■ What you are asked to do ■
Rewrite every line of the data below as a numbered list, omitting any blank lines.

Pointing and labeling entries:
━━━━━━━━━━━━━━━━━━━━
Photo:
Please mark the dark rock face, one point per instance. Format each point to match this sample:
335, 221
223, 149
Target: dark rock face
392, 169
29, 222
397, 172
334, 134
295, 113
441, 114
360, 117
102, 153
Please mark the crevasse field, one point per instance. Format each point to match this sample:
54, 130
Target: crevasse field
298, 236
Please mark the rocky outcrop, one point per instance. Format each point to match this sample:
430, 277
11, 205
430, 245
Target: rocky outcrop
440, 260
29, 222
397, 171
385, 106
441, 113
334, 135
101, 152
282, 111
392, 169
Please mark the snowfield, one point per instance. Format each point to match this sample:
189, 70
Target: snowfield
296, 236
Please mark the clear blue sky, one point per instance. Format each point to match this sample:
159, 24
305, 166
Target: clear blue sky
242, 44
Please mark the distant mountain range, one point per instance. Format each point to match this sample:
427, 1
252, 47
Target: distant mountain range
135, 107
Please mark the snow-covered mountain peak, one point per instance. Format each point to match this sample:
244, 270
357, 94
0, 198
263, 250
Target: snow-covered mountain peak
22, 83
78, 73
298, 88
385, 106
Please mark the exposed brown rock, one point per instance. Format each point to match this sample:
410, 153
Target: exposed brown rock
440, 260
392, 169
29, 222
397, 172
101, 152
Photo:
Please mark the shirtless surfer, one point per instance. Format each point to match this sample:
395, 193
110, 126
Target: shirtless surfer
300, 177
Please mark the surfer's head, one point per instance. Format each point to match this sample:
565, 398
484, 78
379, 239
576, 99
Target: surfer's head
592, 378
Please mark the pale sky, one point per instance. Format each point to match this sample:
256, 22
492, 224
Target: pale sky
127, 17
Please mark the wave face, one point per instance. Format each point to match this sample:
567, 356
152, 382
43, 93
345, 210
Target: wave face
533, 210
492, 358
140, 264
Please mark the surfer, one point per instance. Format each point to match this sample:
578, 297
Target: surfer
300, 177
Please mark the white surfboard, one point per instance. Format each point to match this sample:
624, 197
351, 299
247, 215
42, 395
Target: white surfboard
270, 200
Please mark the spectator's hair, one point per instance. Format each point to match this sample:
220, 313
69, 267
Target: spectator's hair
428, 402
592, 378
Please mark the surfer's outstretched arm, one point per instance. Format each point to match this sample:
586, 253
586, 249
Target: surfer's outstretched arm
━━━━━━━━━━━━━━━━━━━━
■ Answer to this exercise ■
1. Photo:
2. Please mark the dark rock face, one point per instance. Format each point to match this sample:
3. 335, 221
4. 223, 149
5. Target: dark rock face
6. 392, 169
7. 29, 222
8. 397, 172
9. 334, 134
10. 295, 113
11. 441, 114
12. 360, 117
13. 102, 153
14. Please mark the crevasse field, one point per instance. Format each point to match this sample:
15. 54, 130
16. Target: crevasse field
17. 298, 236
18. Please mark the rocky outcrop, one point per instance. Format each point to match this sample:
19. 430, 277
20. 11, 205
21. 430, 245
22. Target: rocky outcrop
23. 440, 260
24. 29, 222
25. 397, 171
26. 385, 106
27. 441, 113
28. 334, 135
29. 101, 152
30. 282, 111
31. 392, 169
32. Please mark the snowfield, one point per instance. Format each point to match this sample:
33. 189, 70
34. Target: snowfield
35. 296, 236
36. Please mark the clear blue sky, one point per instance. Format each point to match this sample:
37. 159, 24
38. 305, 166
39. Target: clear blue sky
40. 242, 44
41. Please mark the distant mountain range, one point per instance. Format each point to match this sample:
42. 427, 1
43. 252, 47
44. Target: distant mountain range
45. 135, 107
46. Please mark the snow-covered mountain peak, one point per instance. Format each point to match this sample:
47. 244, 270
48. 357, 94
49. 0, 198
50. 263, 250
51. Target: snow-covered mountain peak
52. 22, 83
53. 78, 73
54. 298, 88
55. 385, 106
56. Please mark the exposed brown rock, one point per instance. Format each point to match this sample:
57. 410, 153
58. Target: exposed brown rock
59. 440, 260
60. 392, 169
61. 29, 222
62. 397, 172
63. 101, 152
64. Photo:
65. Please mark the shirtless surfer, one point per instance. Format each point to match this sample:
66. 395, 193
67. 110, 126
68. Target: shirtless surfer
69. 300, 177
70. Please mark the surfer's head, one point per instance. Format each point to match this sample:
71. 565, 398
72. 484, 78
73. 379, 239
74. 576, 99
75. Target: surfer's head
76. 592, 378
77. Please mark the pale sky, one point per instance. Format each point to match this sample:
78. 256, 22
79. 492, 224
80. Target: pale sky
81. 127, 17
82. Please mark the wave face, one point per instance. Format each point to match this sample:
83. 567, 356
84. 152, 382
85. 43, 93
86. 345, 210
87. Target: wave face
88. 533, 210
89. 492, 358
90. 140, 264
91. Please mark the surfer, one point per instance. Format each point to match this sample:
92. 578, 297
93. Target: surfer
94. 300, 177
95. Please mark the white surfboard, one point per instance. Format each point to match this sample:
96. 624, 197
97. 351, 299
98. 247, 215
99. 42, 395
100. Target: white surfboard
101. 270, 200
102. Please mark the spectator's hair, one point per instance. Format each point to match this sample:
103. 220, 313
104. 69, 267
105. Target: spectator's hair
106. 428, 402
107. 592, 378
108. Please mark the surfer's outstretched arm, one point per instance. Format each point to match this sample:
109. 586, 253
110. 586, 249
111. Target: surfer's outstretched arm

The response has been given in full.